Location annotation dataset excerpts
★ ★ ★ ★ ★
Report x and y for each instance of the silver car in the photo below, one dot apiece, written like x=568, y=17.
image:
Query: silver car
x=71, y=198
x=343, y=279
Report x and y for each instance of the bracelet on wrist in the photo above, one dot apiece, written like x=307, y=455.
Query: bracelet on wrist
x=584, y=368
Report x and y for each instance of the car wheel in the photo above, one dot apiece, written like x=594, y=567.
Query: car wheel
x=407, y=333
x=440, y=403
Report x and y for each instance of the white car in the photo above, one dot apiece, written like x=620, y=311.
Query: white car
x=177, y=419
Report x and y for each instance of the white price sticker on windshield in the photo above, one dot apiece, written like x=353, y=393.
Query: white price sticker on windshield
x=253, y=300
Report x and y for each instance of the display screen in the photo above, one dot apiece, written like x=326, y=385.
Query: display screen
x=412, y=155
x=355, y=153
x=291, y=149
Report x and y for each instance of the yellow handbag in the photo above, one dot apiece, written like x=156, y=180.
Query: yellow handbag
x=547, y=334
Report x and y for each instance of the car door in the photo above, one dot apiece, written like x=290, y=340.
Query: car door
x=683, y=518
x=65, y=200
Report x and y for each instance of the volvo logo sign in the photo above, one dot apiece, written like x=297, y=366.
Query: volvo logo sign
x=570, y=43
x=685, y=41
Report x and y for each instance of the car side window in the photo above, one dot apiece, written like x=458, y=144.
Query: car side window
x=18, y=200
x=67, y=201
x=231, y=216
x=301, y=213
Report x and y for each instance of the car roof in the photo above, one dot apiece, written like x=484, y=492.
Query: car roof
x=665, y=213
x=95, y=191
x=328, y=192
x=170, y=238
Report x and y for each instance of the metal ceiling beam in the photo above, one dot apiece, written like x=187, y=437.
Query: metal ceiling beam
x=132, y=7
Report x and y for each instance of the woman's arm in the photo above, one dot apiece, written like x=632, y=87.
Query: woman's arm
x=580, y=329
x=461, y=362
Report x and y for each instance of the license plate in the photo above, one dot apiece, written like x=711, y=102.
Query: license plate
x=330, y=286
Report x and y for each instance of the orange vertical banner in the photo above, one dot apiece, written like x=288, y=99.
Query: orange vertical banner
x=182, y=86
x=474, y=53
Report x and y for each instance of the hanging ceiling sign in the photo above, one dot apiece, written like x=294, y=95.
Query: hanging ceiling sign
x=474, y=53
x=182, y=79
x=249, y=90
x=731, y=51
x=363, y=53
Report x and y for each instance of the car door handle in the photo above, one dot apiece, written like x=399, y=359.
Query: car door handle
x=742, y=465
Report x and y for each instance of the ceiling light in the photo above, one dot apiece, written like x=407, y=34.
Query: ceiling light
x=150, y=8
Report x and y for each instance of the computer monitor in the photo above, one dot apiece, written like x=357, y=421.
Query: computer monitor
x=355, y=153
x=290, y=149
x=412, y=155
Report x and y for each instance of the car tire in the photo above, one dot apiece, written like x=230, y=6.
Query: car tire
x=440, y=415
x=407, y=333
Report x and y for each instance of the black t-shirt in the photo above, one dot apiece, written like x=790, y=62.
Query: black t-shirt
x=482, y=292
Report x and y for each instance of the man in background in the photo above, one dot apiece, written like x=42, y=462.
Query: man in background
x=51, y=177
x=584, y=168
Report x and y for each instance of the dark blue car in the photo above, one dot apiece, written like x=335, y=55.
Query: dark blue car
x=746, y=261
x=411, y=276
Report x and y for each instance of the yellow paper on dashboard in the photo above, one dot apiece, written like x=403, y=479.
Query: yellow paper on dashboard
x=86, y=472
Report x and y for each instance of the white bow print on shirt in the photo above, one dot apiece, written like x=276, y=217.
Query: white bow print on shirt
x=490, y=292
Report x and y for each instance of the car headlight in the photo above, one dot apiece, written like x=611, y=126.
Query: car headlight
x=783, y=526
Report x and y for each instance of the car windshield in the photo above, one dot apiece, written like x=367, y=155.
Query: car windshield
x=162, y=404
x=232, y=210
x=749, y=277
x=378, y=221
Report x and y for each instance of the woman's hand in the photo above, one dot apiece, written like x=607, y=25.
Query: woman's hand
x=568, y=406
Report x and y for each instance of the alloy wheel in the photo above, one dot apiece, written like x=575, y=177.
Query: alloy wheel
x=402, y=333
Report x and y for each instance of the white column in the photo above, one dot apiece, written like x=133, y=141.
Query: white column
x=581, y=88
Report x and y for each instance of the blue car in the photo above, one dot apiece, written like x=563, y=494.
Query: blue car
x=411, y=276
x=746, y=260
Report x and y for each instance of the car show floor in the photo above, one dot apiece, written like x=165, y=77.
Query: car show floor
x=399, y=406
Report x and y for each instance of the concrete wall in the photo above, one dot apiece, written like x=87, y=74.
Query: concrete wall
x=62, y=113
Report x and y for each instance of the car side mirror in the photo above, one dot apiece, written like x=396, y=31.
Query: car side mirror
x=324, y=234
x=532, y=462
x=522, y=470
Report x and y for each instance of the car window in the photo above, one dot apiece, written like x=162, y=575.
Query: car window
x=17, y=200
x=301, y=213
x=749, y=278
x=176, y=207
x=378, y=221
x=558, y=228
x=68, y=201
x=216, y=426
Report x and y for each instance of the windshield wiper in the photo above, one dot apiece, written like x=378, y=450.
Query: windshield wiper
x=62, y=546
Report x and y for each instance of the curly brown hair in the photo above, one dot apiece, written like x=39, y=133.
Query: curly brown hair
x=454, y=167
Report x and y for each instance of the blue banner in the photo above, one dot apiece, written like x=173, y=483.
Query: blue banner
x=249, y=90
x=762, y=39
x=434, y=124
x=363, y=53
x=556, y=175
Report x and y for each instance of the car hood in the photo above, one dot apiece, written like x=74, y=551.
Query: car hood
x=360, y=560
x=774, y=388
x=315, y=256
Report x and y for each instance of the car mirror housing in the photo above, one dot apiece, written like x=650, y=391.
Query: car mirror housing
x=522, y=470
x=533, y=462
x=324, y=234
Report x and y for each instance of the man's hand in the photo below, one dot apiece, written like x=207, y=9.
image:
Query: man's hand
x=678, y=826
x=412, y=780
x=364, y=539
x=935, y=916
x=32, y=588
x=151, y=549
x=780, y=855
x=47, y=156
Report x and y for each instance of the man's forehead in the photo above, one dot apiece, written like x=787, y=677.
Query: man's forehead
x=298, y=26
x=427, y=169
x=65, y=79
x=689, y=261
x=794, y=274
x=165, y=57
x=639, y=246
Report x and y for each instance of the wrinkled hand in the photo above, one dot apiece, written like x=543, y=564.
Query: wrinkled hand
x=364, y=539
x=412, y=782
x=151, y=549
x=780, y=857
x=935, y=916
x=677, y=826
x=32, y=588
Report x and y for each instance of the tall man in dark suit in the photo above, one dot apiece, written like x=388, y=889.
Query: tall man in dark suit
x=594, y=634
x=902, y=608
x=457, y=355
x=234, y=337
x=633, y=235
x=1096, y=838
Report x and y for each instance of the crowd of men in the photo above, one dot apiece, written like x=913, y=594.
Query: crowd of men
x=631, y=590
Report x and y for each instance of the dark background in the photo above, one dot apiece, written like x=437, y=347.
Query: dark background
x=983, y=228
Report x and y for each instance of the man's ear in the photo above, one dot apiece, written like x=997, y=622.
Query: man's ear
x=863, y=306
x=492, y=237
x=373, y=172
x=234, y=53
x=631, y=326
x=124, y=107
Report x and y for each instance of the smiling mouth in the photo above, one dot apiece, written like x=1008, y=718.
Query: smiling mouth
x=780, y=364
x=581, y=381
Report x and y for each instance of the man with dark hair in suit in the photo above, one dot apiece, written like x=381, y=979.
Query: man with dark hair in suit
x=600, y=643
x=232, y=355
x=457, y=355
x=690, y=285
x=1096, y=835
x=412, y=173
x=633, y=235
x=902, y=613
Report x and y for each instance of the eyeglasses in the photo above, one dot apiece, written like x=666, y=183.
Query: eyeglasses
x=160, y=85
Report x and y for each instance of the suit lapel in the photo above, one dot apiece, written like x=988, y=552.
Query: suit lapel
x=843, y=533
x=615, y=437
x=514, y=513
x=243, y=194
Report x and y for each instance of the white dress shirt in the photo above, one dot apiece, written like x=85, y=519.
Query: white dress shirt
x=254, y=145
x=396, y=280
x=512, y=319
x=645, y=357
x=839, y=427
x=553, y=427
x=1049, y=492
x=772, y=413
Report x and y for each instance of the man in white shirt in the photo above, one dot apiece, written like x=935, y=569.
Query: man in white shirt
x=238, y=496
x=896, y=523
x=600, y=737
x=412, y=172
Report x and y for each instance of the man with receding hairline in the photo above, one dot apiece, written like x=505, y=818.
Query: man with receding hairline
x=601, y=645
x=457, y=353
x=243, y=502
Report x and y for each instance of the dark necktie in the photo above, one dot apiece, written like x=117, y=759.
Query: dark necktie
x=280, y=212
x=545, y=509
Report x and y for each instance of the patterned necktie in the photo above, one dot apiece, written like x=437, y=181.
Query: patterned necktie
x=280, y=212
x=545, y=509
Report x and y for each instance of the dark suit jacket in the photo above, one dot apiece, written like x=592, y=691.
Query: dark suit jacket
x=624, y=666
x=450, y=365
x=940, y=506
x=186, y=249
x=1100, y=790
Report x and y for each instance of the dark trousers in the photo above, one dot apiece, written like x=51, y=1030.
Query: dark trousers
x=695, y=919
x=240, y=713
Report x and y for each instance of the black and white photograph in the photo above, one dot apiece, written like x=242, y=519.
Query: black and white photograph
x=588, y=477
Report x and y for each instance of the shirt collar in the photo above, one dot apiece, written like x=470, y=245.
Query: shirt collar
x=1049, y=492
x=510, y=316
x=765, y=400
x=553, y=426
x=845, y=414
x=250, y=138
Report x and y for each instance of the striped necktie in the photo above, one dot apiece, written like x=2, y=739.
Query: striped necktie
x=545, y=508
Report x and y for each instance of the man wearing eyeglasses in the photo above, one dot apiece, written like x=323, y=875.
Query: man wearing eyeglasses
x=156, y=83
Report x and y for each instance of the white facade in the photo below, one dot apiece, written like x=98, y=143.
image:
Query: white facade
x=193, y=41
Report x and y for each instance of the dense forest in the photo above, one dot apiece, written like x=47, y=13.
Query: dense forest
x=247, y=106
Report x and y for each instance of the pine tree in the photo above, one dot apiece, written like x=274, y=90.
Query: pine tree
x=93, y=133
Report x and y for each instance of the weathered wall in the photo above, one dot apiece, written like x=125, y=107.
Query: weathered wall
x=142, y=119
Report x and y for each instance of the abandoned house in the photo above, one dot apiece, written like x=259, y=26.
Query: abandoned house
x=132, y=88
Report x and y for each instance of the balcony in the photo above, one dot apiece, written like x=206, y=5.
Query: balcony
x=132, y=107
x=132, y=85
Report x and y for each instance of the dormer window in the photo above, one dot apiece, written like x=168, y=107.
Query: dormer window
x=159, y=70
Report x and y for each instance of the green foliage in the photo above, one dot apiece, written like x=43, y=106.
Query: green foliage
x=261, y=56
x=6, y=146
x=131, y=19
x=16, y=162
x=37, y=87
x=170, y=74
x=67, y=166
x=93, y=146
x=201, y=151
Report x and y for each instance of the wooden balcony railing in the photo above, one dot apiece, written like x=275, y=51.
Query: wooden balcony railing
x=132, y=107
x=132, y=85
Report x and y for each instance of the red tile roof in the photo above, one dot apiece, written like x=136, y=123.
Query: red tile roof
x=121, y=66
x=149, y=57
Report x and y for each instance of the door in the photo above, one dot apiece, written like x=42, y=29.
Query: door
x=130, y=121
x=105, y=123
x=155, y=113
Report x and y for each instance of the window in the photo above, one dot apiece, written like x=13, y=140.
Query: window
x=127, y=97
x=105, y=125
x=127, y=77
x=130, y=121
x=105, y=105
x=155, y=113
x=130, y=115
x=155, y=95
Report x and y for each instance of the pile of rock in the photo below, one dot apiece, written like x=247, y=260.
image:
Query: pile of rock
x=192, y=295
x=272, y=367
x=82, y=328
★ ★ ★ ★ ★
REQUIREMENTS
Rescale the listing starting at its beginning and ending with the line containing "x=685, y=41", both included, by multiplying every x and y coordinate in the answers by 1.6 and rounding to whole numbers with halves rounded up. Reproduce all other lines of that span unchanged, including the numbers in their format samples.

OUTPUT
Report x and y for each instance of the silver car in the photo below, one dot apiece, written like x=568, y=17.
image:
Query: silver car
x=114, y=317
x=549, y=446
Report x and y for each instance of the bracelet on wrist in the photo above, one dot apiece, written like x=307, y=455.
Query: bracelet on wrist
x=934, y=589
Report x and y for each instance of the car wheel in the photo above, one dot apiece, written like x=594, y=567.
Query: car wheel
x=651, y=533
x=704, y=645
Report x and y for each instance of the white car in the photo above, one dot apiece, written like x=620, y=311.
Query: white car
x=283, y=670
Report x and y for each instance of the white price sticker on windshield in the photo above, one dot apiece, written like x=353, y=393.
Query: white price sticker on windshield
x=405, y=480
Report x and y for each instance of the display screen in the photo above, one dot apiece, written like x=326, y=385.
Query: display screen
x=659, y=248
x=568, y=245
x=466, y=238
Report x and y for each instance of the yellow handbag in the photo above, one dot apiece, written like x=156, y=180.
Query: yellow handbag
x=875, y=534
Report x and y for each instance of the car door in the photo above, one dot apiece, written like x=290, y=340.
Query: car door
x=1093, y=829
x=104, y=320
Report x and y for each instance of the volvo logo sign in the photo above, one dot apiece, written like x=297, y=366.
Query: volvo logo sign
x=912, y=69
x=1096, y=66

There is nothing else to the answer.